__Source document__.

Monitoring protocol for Oyster Instances

Isolated Instances’ Monitoring Protocol

The monitoring protocol establishes the fault tolerance guarantees for Oyster Isolated Instances and involves a network of Auditors who ensure compliance through the Isolated Instance protocol.

Protocol guarantees

When registering, enclave providers stake POND tokens as security for the enclaves they operate. If these enclaves are found to be non-operational during audits, the staked tokens are slashed. Similarly, auditors involved in the auditing process stake POND tokens to guarantee their active participation and the accuracy of their auditing. If auditors are found to be inactive or if they submit inaccurate audit information, their stake can be slashed.

Protocol trust assumptions

Secure Communication

The protocol assumes that communication between Auditors and the enclaves is secure, and that HTTPS or other secure channels (like TLS for the audit requests) are effectively concealing the nature of the request (audit or user) from the host. This assumes no vulnerability in the communication protocol or the implementation thereof that could be exploited to distinguish between user and auditor traffic or to intercept and manipulate data.

Endpoint Security and Reliability

It is assumed that each enclave exposes a standard endpoint through a secure channel and that this endpoint is reliably available for auditing requests. However, there could be the case that the enclave image is under a DoS attack or other network-level disruptions that could prevent auditors from reaching the enclaves.

Randomness and Assignment Integrity

The assignment of Auditors to enclaves is based on a random seed (Sri), which is assumed to be generated fairly and securely, and to be resistant to manipulation. This seed influences the distribution of auditor subsets to enclaves, meaning that the integrity of this randomness is critical to proper functioning of the auditing process. In case this process is compromised f.e the randomness seed is unevenly and predictably distributed, that could be an attack vector for collusion and targeted attacks.

__Problem details__. Using the text on the Oyster monitoring protocol, say whether each statement agrees with it: answer yes or no, and quote the deciding words. 1. Auditors, like enclave providers, stake POND tokens. 2. The protocol assumes the host can tell whether a request comes from an auditor or a user. 3. The random seed used to assign Auditors to enclaves is assumed to be resistant to manipulation.

__Given records__.
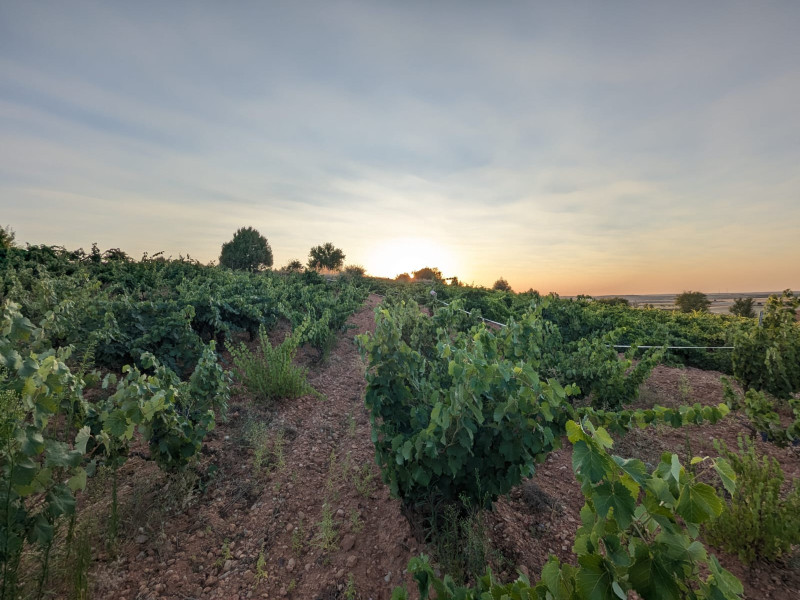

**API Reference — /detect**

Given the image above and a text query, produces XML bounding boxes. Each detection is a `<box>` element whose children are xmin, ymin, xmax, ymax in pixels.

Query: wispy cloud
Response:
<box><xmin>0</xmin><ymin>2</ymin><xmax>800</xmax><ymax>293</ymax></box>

==

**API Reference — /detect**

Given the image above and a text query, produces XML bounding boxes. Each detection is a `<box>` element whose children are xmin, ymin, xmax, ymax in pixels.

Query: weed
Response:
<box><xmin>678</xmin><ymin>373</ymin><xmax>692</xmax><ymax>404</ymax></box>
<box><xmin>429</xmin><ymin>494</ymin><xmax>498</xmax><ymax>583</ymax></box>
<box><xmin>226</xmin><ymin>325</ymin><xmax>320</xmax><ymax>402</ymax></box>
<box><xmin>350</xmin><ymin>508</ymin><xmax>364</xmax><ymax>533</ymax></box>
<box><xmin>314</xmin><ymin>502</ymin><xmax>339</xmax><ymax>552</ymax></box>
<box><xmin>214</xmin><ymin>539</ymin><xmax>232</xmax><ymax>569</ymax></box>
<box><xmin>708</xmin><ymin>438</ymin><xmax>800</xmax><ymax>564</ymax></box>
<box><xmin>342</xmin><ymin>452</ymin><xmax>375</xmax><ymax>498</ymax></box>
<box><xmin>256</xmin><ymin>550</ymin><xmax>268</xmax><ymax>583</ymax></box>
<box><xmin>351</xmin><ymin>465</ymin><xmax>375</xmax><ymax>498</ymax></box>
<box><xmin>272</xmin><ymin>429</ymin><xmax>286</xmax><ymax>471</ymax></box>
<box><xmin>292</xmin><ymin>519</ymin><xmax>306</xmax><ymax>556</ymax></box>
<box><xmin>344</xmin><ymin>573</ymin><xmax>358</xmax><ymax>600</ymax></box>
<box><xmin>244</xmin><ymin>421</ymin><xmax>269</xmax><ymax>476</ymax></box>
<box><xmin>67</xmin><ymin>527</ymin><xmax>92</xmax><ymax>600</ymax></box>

==

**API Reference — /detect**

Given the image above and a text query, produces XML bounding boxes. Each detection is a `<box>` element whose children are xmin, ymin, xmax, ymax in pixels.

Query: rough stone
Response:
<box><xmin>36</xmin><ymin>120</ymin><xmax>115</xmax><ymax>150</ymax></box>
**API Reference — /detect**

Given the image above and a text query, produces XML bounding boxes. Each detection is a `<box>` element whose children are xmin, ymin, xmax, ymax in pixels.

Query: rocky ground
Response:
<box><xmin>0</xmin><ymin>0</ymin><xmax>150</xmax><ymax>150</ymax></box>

__Reply__.
1. Yes: "auditors involved in the auditing process stake POND tokens to guarantee their active participation and the accuracy of their auditing"
2. No: "effectively concealing the nature of the request (audit or user) from the host"
3. Yes: "which is assumed to be generated fairly and securely, and to be resistant to manipulation"